DIRECTIONS FOR THIS TASK: Rewrite the material below with "innermost point" swapped out for "center point" everywhere it appears, keeping every other word and line unchanged.

(Position annotation records)
________
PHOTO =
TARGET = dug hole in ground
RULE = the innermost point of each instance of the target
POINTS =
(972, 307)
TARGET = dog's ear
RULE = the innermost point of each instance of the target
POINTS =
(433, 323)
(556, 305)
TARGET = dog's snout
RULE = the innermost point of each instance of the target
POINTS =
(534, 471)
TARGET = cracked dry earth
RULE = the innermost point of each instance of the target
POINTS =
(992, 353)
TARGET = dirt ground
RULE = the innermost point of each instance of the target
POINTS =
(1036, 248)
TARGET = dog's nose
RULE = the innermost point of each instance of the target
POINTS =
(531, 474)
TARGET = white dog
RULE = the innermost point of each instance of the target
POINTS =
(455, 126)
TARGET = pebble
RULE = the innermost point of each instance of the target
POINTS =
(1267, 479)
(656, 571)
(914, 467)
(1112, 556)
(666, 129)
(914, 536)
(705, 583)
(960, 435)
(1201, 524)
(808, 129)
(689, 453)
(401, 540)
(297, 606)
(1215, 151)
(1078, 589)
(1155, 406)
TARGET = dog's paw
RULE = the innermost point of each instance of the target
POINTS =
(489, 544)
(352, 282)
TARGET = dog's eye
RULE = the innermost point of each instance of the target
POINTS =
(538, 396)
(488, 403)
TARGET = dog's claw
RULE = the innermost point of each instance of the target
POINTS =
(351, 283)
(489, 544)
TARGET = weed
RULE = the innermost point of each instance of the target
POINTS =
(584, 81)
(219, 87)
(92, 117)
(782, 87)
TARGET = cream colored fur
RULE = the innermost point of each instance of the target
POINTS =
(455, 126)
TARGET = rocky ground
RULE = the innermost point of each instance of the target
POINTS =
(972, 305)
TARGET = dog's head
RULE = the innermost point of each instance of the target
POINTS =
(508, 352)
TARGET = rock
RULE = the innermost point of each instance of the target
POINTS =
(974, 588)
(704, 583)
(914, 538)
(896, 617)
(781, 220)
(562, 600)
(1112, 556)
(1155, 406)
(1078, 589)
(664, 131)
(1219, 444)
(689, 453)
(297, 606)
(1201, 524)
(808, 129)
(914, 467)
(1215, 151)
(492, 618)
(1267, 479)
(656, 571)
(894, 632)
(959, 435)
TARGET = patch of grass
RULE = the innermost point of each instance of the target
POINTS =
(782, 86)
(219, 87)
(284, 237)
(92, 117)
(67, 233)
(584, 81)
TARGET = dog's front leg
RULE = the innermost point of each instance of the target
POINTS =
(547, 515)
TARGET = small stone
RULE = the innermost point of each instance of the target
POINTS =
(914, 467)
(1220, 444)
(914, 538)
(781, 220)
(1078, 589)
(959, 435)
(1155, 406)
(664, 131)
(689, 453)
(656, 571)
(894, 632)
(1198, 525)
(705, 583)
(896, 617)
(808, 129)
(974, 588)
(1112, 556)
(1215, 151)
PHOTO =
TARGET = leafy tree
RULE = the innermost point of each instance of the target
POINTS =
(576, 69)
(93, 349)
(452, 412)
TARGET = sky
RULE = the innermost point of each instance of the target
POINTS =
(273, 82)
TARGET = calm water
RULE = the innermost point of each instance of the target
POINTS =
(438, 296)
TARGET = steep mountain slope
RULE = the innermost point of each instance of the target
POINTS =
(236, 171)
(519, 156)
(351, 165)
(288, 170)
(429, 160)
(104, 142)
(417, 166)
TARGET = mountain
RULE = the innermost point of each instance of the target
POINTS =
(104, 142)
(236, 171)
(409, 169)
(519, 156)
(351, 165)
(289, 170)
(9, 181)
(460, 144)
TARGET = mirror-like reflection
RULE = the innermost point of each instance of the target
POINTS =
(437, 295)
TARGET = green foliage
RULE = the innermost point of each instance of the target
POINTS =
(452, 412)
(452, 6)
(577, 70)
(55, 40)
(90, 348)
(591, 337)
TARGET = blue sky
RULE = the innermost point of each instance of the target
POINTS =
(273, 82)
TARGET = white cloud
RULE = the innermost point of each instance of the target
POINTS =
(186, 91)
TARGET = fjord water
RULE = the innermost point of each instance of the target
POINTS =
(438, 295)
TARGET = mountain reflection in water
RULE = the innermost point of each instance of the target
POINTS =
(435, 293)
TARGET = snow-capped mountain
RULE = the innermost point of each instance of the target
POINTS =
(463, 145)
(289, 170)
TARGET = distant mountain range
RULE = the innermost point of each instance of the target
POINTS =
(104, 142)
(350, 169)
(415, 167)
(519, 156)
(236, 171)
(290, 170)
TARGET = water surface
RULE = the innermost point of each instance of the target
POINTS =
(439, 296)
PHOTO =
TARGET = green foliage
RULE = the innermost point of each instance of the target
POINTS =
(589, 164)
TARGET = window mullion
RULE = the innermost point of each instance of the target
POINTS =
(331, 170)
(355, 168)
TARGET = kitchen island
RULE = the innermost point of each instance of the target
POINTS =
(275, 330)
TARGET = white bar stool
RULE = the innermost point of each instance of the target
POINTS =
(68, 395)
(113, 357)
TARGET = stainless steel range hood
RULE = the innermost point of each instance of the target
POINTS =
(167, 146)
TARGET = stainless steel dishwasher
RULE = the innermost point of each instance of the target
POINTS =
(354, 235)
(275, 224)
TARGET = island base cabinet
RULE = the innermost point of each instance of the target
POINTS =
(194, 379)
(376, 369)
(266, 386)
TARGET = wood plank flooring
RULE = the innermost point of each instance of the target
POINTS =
________
EXERCISE RESPONSE:
PHOTO =
TARGET = dug hole in ground
RULE = the center point of each instance of the target
POINTS =
(972, 307)
TARGET = dog's ear
RULE = the center point of each instance of the target
POINTS =
(433, 323)
(556, 305)
TARGET = dog's snout
RULE = the center point of each instance of the target
POINTS =
(534, 471)
TARGET = cracked dry earth
RULE = the center point of each instance of the target
POINTS =
(992, 353)
TARGET = dirt ground
RULE = the center point of each instance of the target
POINTS =
(1036, 248)
TARGET = dog's nose
RULE = the center point of each instance of the target
POINTS =
(531, 474)
TARGET = white dog
RULE = the center point of each instance of the target
POINTS =
(455, 126)
TARGET = pebble
RULE = the center point of each instance of the target
POINTS =
(1267, 479)
(656, 571)
(914, 467)
(1112, 556)
(666, 129)
(914, 536)
(705, 583)
(960, 435)
(1201, 524)
(808, 129)
(689, 453)
(401, 540)
(297, 606)
(1215, 151)
(1078, 589)
(1155, 406)
TARGET = dog's paw
RULE = the center point of each instance of the target
POINTS =
(489, 544)
(352, 282)
TARGET = dog's eye
RULE = the center point of each instance of the target
POINTS =
(538, 396)
(488, 403)
TARGET = dog's claw
RULE = the center point of each instance of the target
POINTS =
(351, 283)
(489, 544)
TARGET = weed
RULE = the center point of each instance of the target
POINTS =
(584, 81)
(219, 87)
(92, 117)
(782, 87)
TARGET = cream colored fur
RULE = the center point of each instance of the target
POINTS =
(455, 126)
TARGET = rocky ground
RULE = the center point of each instance of the target
POINTS =
(972, 305)
TARGET = dog's head
RULE = the center point of each instance of the target
POINTS =
(508, 352)
TARGET = rock
RULE = the center point of each instance of the target
POINTS =
(974, 588)
(704, 583)
(914, 538)
(896, 617)
(781, 220)
(562, 600)
(1112, 556)
(1155, 406)
(1078, 589)
(664, 131)
(1219, 444)
(689, 453)
(297, 606)
(1201, 524)
(808, 129)
(914, 467)
(1215, 151)
(492, 618)
(1267, 479)
(656, 571)
(894, 632)
(959, 435)
TARGET = patch of grass
RULE = the center point of each instance of the target
POINTS =
(782, 86)
(219, 87)
(284, 237)
(92, 117)
(67, 233)
(584, 81)
TARGET = dog's front leg
RULE = the center point of each instance of the target
POINTS =
(547, 515)
TARGET = small stone
RULE = the center point of each instance of the target
POINTS =
(914, 467)
(1220, 444)
(914, 538)
(781, 220)
(1078, 589)
(959, 435)
(1155, 406)
(664, 131)
(689, 453)
(656, 571)
(894, 632)
(1198, 525)
(705, 583)
(896, 617)
(808, 129)
(974, 588)
(1112, 556)
(1215, 151)
PHOTO =
TARGET = leafy tree
RULE = the center point of each instance of the target
POINTS =
(576, 69)
(93, 349)
(452, 412)
TARGET = sky
RULE = the center point of each instance of the target
POINTS =
(273, 82)
TARGET = calm water
RULE = the center point of each instance of the target
POINTS =
(438, 296)
TARGET = steep mountain slope
RULE = the center point of each instance of the target
POINTS =
(236, 171)
(519, 156)
(351, 165)
(288, 170)
(429, 160)
(104, 142)
(417, 166)
TARGET = mountain
RULE = the center point of each instance of the target
POINTS =
(104, 142)
(236, 171)
(409, 169)
(519, 156)
(351, 165)
(289, 170)
(9, 181)
(460, 144)
TARGET = mirror-like reflection
RULE = the center point of each instance of the target
POINTS =
(437, 295)
TARGET = green foliage
RULE = the center point of each instance of the target
POINTS =
(452, 412)
(452, 6)
(577, 70)
(55, 40)
(90, 348)
(591, 337)
TARGET = blue sky
RULE = the center point of each instance of the target
POINTS =
(273, 82)
TARGET = white cloud
RULE = the center point of each instance of the target
POINTS =
(186, 91)
TARGET = fjord water
RULE = the center point of each instance of the target
POINTS =
(438, 295)
TARGET = mountain reflection in water
RULE = the center point of each instance of the target
POINTS =
(435, 293)
TARGET = snow-capped mountain
RULE = the center point of each instance of the target
POINTS =
(463, 145)
(289, 170)
TARGET = distant mountain range
RULE = the center point of each instance of the target
POINTS =
(104, 142)
(350, 169)
(415, 167)
(519, 156)
(236, 171)
(290, 170)
TARGET = water surface
RULE = the center point of each instance of the target
POINTS =
(439, 296)
PHOTO =
TARGET = green foliage
RULE = the center point of each instance of the target
POINTS =
(589, 164)
TARGET = window mullion
RULE = the center point of each instance of the target
POINTS =
(331, 170)
(355, 168)
TARGET = kitchen island
RULE = the center point of each instance of the target
POINTS =
(275, 330)
TARGET = white bar stool
RULE = the center point of each instance of the target
POINTS =
(68, 395)
(113, 357)
TARGET = stainless steel range hood
RULE = the center point of each instance of the target
POINTS =
(167, 146)
TARGET = stainless steel dishwasher
RULE = the center point of each instance of the target
POINTS =
(354, 235)
(275, 224)
TARGET = island base cabinet
RULE = the center point of each instance of the target
POINTS =
(194, 379)
(376, 369)
(266, 386)
TARGET = wood plank flooring
RULE = the center point of each instance of the target
POINTS =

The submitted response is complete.